━━ AVAILABLE RECORDS
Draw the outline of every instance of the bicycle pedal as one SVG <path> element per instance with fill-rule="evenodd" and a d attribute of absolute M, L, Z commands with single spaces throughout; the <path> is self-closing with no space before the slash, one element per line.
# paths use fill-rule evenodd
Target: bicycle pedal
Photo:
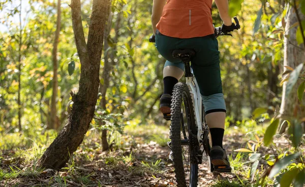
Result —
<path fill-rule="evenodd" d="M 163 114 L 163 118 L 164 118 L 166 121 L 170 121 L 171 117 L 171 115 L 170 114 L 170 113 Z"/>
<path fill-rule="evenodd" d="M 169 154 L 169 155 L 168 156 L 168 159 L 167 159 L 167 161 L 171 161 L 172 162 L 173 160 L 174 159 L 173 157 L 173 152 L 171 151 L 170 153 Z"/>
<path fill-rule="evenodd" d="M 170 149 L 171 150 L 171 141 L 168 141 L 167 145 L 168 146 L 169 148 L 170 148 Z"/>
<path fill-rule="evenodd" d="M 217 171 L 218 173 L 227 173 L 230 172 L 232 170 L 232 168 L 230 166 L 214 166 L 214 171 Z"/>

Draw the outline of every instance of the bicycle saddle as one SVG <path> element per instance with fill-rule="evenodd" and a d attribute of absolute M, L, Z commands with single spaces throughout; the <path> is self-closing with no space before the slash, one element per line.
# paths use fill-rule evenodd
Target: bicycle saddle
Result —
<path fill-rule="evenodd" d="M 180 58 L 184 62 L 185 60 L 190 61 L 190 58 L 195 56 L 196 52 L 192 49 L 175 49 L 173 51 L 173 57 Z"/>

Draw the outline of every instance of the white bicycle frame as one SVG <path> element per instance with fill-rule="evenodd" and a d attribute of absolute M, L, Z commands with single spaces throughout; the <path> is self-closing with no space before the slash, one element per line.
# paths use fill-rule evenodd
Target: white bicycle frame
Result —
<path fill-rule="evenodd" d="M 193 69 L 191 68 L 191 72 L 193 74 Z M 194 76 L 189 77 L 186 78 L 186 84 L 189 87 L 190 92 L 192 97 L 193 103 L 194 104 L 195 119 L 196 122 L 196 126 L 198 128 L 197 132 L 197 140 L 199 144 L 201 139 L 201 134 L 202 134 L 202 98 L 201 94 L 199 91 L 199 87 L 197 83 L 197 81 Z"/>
━━━━
━━ AVAILABLE RECORDS
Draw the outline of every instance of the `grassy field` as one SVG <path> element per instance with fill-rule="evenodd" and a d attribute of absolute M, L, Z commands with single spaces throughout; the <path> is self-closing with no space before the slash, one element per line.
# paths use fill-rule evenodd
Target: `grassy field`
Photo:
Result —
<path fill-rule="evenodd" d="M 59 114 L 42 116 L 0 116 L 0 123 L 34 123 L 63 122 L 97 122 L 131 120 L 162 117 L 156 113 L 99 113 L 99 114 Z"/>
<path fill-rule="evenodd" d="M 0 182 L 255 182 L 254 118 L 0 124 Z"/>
━━━━
━━ AVAILABLE RECORDS
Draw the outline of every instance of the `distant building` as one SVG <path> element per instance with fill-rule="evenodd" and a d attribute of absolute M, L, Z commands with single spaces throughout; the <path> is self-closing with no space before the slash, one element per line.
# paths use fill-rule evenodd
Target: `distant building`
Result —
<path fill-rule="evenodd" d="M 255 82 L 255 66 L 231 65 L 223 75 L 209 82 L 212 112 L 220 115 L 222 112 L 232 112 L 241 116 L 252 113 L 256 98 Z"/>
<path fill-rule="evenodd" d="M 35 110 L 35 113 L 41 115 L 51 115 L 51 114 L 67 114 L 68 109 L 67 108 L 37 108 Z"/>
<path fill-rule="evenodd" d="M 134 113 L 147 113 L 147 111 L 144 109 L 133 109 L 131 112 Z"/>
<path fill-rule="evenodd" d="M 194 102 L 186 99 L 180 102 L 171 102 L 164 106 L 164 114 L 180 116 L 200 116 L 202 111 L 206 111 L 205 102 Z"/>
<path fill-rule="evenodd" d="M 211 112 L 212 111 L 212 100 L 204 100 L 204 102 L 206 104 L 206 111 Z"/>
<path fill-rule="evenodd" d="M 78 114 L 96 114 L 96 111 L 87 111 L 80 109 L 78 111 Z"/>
━━━━
GIVEN TASK: Copy the records above word for word, starting at the line that contains "Draw the outline of every instance of the bicycle saddle" and ending at the line that contains "193 69 L 191", with both of those lines included.

SOLUTION:
Draw the outline of every instance of the bicycle saddle as one SVG <path> element per instance with fill-rule="evenodd" and a d attribute of absolute M, L, Z commands with single spaces throughout; the <path> is self-closing with no space before the slash, one element per line.
# paths use fill-rule evenodd
Target: bicycle saddle
Result —
<path fill-rule="evenodd" d="M 180 58 L 184 62 L 185 60 L 190 61 L 190 58 L 195 56 L 196 52 L 192 49 L 175 49 L 173 51 L 173 57 Z"/>

Draw the outline of every instance of the white bicycle frame as one SVG <path> element per instance with fill-rule="evenodd" and a d attribute of absolute M, L, Z commands with single spaces throughout; the <path> is self-closing with no space before the slash, one element per line.
# paths use fill-rule evenodd
Target: white bicycle frame
Result —
<path fill-rule="evenodd" d="M 193 69 L 191 68 L 191 72 L 193 74 Z M 194 76 L 189 77 L 186 78 L 186 84 L 189 87 L 190 92 L 192 97 L 193 103 L 194 104 L 195 119 L 196 122 L 196 126 L 198 128 L 197 132 L 197 140 L 199 144 L 201 139 L 201 134 L 202 134 L 202 98 L 201 94 L 199 91 L 199 87 L 197 83 L 197 81 Z"/>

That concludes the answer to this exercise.